**TASK INPUTS**
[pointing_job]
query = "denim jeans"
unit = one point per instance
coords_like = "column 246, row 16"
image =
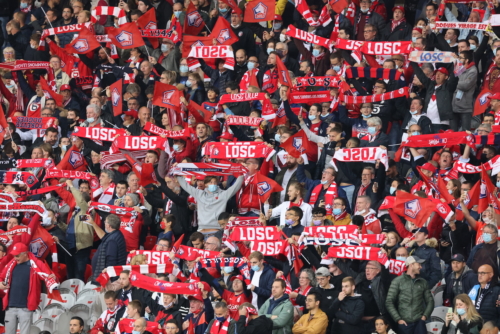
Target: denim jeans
column 417, row 327
column 77, row 264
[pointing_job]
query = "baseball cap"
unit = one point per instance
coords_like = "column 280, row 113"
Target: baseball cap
column 421, row 229
column 442, row 70
column 413, row 259
column 458, row 257
column 19, row 248
column 401, row 8
column 494, row 96
column 322, row 272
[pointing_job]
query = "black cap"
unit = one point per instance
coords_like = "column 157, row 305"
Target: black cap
column 421, row 229
column 458, row 257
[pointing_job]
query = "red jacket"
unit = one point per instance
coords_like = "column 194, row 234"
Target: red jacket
column 35, row 287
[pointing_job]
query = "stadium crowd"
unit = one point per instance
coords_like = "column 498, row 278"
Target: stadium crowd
column 263, row 166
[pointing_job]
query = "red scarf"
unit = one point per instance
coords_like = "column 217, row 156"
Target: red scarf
column 330, row 195
column 220, row 327
column 395, row 23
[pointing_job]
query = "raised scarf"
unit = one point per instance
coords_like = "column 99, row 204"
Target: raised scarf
column 330, row 195
column 359, row 253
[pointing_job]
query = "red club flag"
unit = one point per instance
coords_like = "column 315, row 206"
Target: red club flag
column 265, row 186
column 148, row 21
column 49, row 93
column 127, row 36
column 193, row 23
column 84, row 43
column 338, row 5
column 116, row 90
column 3, row 124
column 482, row 101
column 413, row 208
column 259, row 11
column 190, row 41
column 223, row 33
column 297, row 144
column 166, row 95
column 73, row 160
column 283, row 75
column 199, row 113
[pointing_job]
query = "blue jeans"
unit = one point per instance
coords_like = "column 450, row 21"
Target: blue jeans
column 77, row 264
column 417, row 327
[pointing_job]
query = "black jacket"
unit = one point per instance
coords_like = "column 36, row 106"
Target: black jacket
column 467, row 280
column 348, row 314
column 259, row 325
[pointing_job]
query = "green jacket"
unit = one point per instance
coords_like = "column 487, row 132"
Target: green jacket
column 284, row 310
column 409, row 300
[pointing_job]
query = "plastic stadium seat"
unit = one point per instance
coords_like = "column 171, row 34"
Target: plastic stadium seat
column 439, row 314
column 73, row 284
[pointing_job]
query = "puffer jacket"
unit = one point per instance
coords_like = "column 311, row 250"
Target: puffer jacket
column 284, row 310
column 431, row 268
column 467, row 280
column 410, row 297
column 466, row 86
column 348, row 314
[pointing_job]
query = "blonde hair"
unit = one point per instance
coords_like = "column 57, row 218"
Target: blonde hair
column 139, row 259
column 471, row 313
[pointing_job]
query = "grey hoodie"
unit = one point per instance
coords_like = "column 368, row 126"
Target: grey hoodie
column 210, row 205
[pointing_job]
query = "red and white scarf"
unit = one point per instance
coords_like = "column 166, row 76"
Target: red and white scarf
column 330, row 195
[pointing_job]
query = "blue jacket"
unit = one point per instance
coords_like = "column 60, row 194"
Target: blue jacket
column 265, row 284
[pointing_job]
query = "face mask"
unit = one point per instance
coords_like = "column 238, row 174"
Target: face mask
column 487, row 237
column 47, row 221
column 228, row 270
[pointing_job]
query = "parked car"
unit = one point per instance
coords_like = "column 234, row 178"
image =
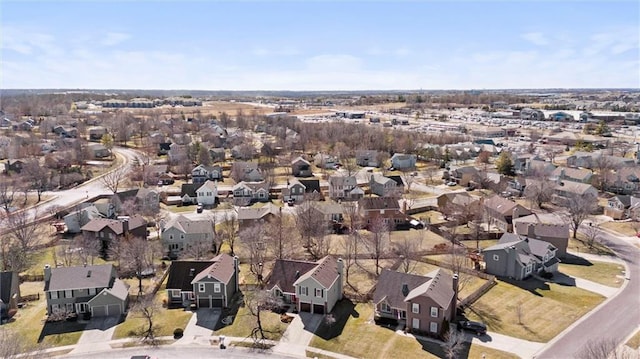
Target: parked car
column 471, row 326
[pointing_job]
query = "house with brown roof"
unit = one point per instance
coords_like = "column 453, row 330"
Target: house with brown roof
column 204, row 284
column 387, row 209
column 108, row 230
column 313, row 287
column 500, row 212
column 85, row 289
column 548, row 227
column 421, row 303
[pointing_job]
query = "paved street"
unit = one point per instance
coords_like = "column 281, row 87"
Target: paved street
column 616, row 318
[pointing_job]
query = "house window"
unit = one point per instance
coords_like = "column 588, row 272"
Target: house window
column 385, row 307
column 434, row 312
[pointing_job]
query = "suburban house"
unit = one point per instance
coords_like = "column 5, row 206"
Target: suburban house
column 565, row 190
column 295, row 191
column 85, row 289
column 9, row 295
column 301, row 168
column 581, row 175
column 385, row 186
column 548, row 227
column 310, row 286
column 180, row 233
column 464, row 176
column 245, row 193
column 344, row 188
column 500, row 212
column 247, row 216
column 622, row 207
column 421, row 303
column 108, row 230
column 207, row 194
column 323, row 160
column 246, row 172
column 402, row 161
column 78, row 218
column 368, row 158
column 519, row 257
column 386, row 209
column 205, row 284
column 202, row 173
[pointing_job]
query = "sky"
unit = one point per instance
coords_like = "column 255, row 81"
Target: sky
column 319, row 45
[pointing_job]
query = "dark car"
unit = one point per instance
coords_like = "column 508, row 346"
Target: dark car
column 470, row 326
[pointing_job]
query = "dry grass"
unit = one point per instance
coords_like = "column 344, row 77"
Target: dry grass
column 547, row 308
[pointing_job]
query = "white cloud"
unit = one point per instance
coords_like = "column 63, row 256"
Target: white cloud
column 536, row 38
column 114, row 38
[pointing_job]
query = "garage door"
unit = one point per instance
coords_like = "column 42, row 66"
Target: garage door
column 99, row 311
column 318, row 309
column 305, row 307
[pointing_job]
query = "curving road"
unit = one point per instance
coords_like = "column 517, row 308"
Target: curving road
column 615, row 319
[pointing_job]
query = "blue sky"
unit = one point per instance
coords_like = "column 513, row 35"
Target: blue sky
column 319, row 45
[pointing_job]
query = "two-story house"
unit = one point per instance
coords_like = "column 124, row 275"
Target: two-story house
column 500, row 212
column 108, row 230
column 344, row 188
column 519, row 257
column 205, row 284
column 301, row 167
column 85, row 289
column 421, row 303
column 402, row 161
column 310, row 286
column 181, row 232
column 245, row 193
column 202, row 173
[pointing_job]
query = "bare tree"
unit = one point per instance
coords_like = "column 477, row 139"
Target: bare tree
column 578, row 208
column 114, row 179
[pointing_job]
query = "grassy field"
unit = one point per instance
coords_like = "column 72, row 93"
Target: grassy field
column 600, row 272
column 356, row 335
column 547, row 309
column 244, row 322
column 624, row 228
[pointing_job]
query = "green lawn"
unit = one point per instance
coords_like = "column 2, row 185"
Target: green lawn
column 359, row 337
column 599, row 272
column 547, row 309
column 244, row 322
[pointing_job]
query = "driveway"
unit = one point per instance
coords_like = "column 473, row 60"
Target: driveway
column 97, row 334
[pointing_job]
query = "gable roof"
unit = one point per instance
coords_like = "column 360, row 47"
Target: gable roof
column 325, row 272
column 439, row 288
column 389, row 287
column 80, row 277
column 182, row 273
column 285, row 272
column 222, row 269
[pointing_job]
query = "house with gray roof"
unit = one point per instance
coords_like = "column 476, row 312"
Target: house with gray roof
column 181, row 232
column 203, row 284
column 519, row 257
column 421, row 303
column 85, row 289
column 313, row 287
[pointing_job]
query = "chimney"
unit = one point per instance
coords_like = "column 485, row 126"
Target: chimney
column 454, row 301
column 47, row 272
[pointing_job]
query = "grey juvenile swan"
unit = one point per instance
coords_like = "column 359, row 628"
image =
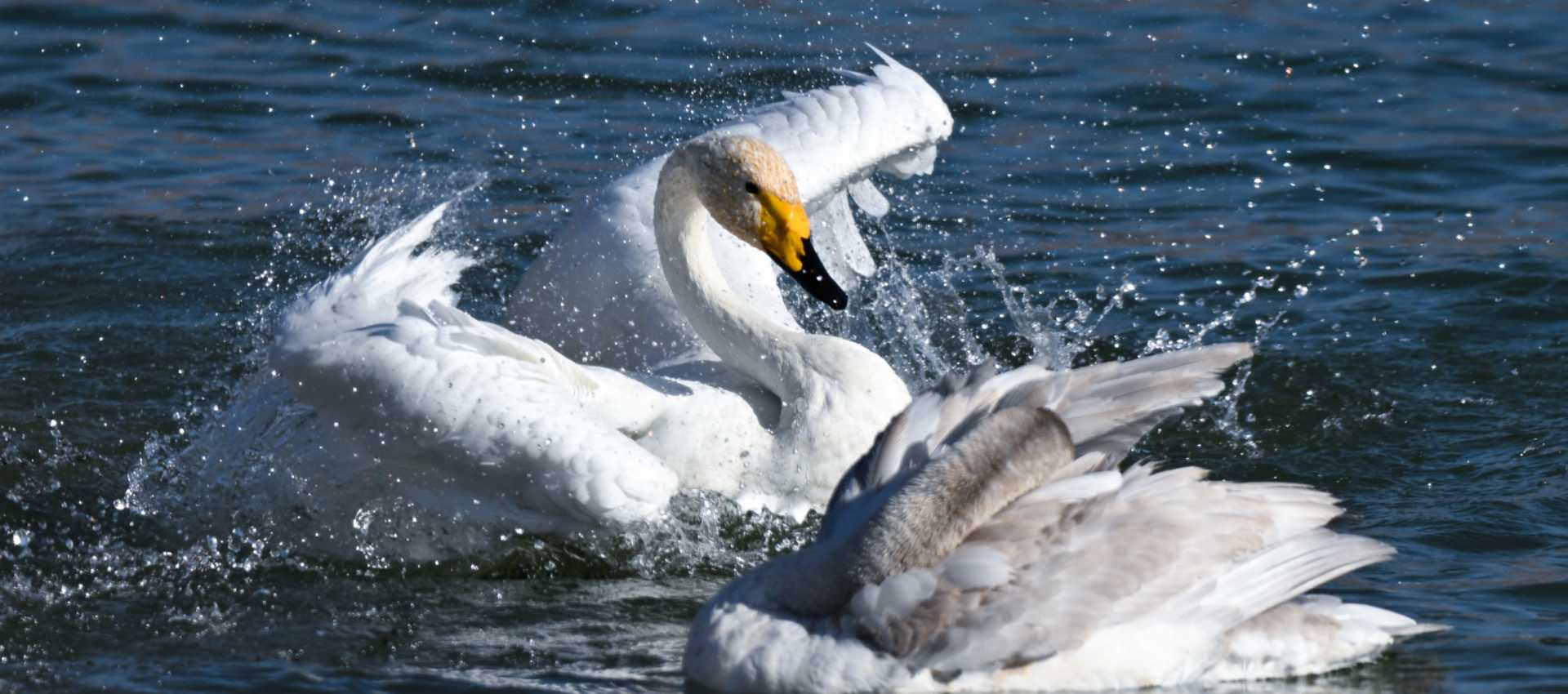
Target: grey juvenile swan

**TASK OBJECTIVE**
What is needed is a word-for-word copy of the data above, free of any images.

**RESPONSE AREA**
[pointing_job]
query = "denim jeans"
unit = one point per instance
coords_like = "column 246, row 16"
image =
Target: denim jeans
column 417, row 327
column 77, row 264
[pointing_job]
query = "baseball cap"
unit = one point per instance
coords_like = "column 280, row 113"
Target: baseball cap
column 421, row 229
column 442, row 70
column 413, row 259
column 458, row 257
column 19, row 248
column 401, row 8
column 494, row 96
column 322, row 272
[pointing_job]
query = "black cap"
unit = one point per instance
coords_like = "column 157, row 305"
Target: black cap
column 421, row 229
column 458, row 257
[pointing_job]
query = "red jacket"
unit = one point per instance
coords_like = "column 194, row 234"
Target: red jacket
column 35, row 287
[pointing_job]
query = "stadium crowd"
unit = one point per instance
coords_like = "column 498, row 278"
Target: stadium crowd
column 263, row 166
[pointing_job]
query = "red scarf"
unit = one point per instance
coords_like = "column 217, row 156"
Target: red scarf
column 330, row 195
column 220, row 327
column 395, row 23
[pointing_job]
query = "raised scarf"
unit = one point per instance
coords_like = "column 99, row 204"
Target: raised scarf
column 330, row 195
column 359, row 253
[pointing_job]
query = "red club flag"
unit = one point per instance
coords_like = "column 315, row 206"
Target: red club flag
column 265, row 186
column 148, row 21
column 49, row 93
column 127, row 36
column 193, row 23
column 84, row 43
column 338, row 5
column 116, row 90
column 3, row 124
column 482, row 101
column 413, row 208
column 259, row 11
column 190, row 41
column 223, row 33
column 297, row 144
column 166, row 95
column 73, row 160
column 283, row 75
column 199, row 113
[pointing_job]
query = "blue jeans"
unit = one point per instance
coords_like = "column 450, row 21"
Target: blue jeans
column 77, row 264
column 417, row 327
[pointing_job]
query = "black jacket"
unit = one point per instance
coords_like = "column 36, row 106"
Target: black jacket
column 467, row 280
column 348, row 314
column 259, row 325
[pointing_job]
query = "green jacket"
unit = one point per instance
coords_like = "column 487, row 132"
Target: green jacket
column 284, row 310
column 409, row 300
[pointing_job]
query = "plastic stadium seat"
unit = one point per instance
coords_like = "column 171, row 34"
Target: plastic stadium seat
column 439, row 314
column 73, row 284
[pointing_job]
query = "puffer jacket"
unit = one point per instance
coords_like = "column 311, row 250"
Target: puffer jacket
column 284, row 310
column 431, row 268
column 467, row 280
column 410, row 297
column 466, row 86
column 348, row 314
[pointing_job]
query = "blonde hair"
unit = one point per instance
coords_like = "column 57, row 218"
Target: blonde hair
column 139, row 259
column 471, row 313
[pointing_job]
query = "grey hoodie"
unit = one point per instance
coords_like = "column 368, row 126"
Target: grey hoodie
column 210, row 205
[pointing_job]
query = "red and white scarf"
unit = one point per instance
coords_like = "column 166, row 76"
Target: red and white scarf
column 330, row 195
[pointing_job]
query = "blue jacket"
unit = one point per instance
coords_like = "column 60, row 194"
Target: blue jacket
column 265, row 284
[pointing_job]
query = "face mask"
unit = one point per instance
coords_like = "column 238, row 174"
Target: face mask
column 487, row 237
column 47, row 221
column 228, row 270
[pointing_job]
query = "parked car"
unit = one point per instance
coords_like = "column 234, row 178"
image =
Target: parked car
column 471, row 326
[pointing_job]
query = "house with brown roof"
unit = one point per instance
coords_like = "column 453, row 330"
Target: house with brown roof
column 204, row 284
column 387, row 209
column 108, row 230
column 313, row 287
column 500, row 212
column 85, row 289
column 548, row 227
column 421, row 303
[pointing_job]
query = "paved street"
unit = one point per instance
coords_like = "column 281, row 87"
Target: paved street
column 616, row 318
[pointing_job]
query = "house window"
unit = one point per instance
coords_like = "column 588, row 272"
Target: house window
column 385, row 307
column 434, row 312
[pointing_job]
query = "suburban house"
unit = one point per instance
coords_like = "column 5, row 206"
Target: suburban house
column 565, row 190
column 295, row 191
column 85, row 289
column 9, row 295
column 301, row 168
column 581, row 175
column 385, row 186
column 548, row 227
column 310, row 286
column 180, row 233
column 464, row 176
column 245, row 193
column 344, row 188
column 500, row 212
column 247, row 216
column 622, row 207
column 421, row 303
column 108, row 230
column 207, row 194
column 323, row 160
column 246, row 172
column 402, row 161
column 78, row 218
column 368, row 158
column 519, row 257
column 386, row 209
column 205, row 284
column 202, row 173
[pointing_job]
query = "sky"
unit = one point per instance
coords_like = "column 255, row 81"
Target: sky
column 319, row 45
[pointing_job]
query = "dark car"
unit = one point per instance
coords_like = "column 508, row 346"
Target: dark car
column 470, row 326
[pointing_job]
query = "dry grass"
unit = one point per instance
coords_like = "column 344, row 77"
Target: dry grass
column 547, row 308
[pointing_job]
query = "white cloud"
unit = one point per instance
coords_like = "column 63, row 256"
Target: white cloud
column 536, row 38
column 114, row 38
[pointing_job]
query = "garage door"
unit = one point per instance
coords_like = "column 42, row 66"
Target: garage door
column 99, row 311
column 318, row 309
column 305, row 307
[pointing_job]
query = "curving road"
unit = one point per instance
coords_like = "column 517, row 308"
Target: curving road
column 615, row 319
[pointing_job]
query = "blue sky"
unit = one point per instance
coords_like = "column 513, row 35"
Target: blue sky
column 319, row 45
[pointing_job]
query = "two-story house"
unit = one point per instance
coords_like = "column 124, row 275"
Target: two-story house
column 500, row 212
column 108, row 230
column 344, row 188
column 519, row 257
column 205, row 284
column 301, row 167
column 85, row 289
column 421, row 303
column 402, row 161
column 310, row 286
column 181, row 232
column 245, row 193
column 202, row 173
[pointing_job]
query = "bare tree"
unit = one point per instance
coords_like = "column 477, row 139"
Target: bare tree
column 578, row 208
column 114, row 179
[pointing_job]
query = "grassy field"
unit = one point per instance
coords_like = "column 72, row 93"
Target: grassy field
column 600, row 272
column 356, row 335
column 547, row 309
column 244, row 322
column 624, row 228
[pointing_job]
query = "green lawn"
unit = one point per instance
coords_like = "column 2, row 185"
Target: green lawn
column 359, row 337
column 599, row 272
column 547, row 309
column 244, row 322
[pointing_job]
query = "driveway"
unit = one point per instance
coords_like = "column 473, row 60"
Target: driveway
column 97, row 334
[pointing_job]
query = "gable roof"
unit = one point per instance
coords_like = "column 360, row 47"
Target: gable roof
column 325, row 272
column 439, row 288
column 389, row 287
column 80, row 277
column 182, row 273
column 285, row 272
column 222, row 269
[pointing_job]
query = "house with gray roof"
unit = one point per instance
coords_like = "column 476, row 312"
Target: house with gray roof
column 181, row 232
column 203, row 284
column 519, row 257
column 421, row 303
column 85, row 289
column 313, row 287
[pointing_job]
query = "chimney"
unit = one point per instance
coords_like = "column 485, row 126"
Target: chimney
column 454, row 301
column 47, row 272
[pointing_job]
query = "grey juvenile swan"
unit = one point per instance
coords_like = "column 359, row 628"
image =
Target: grey juvenile swan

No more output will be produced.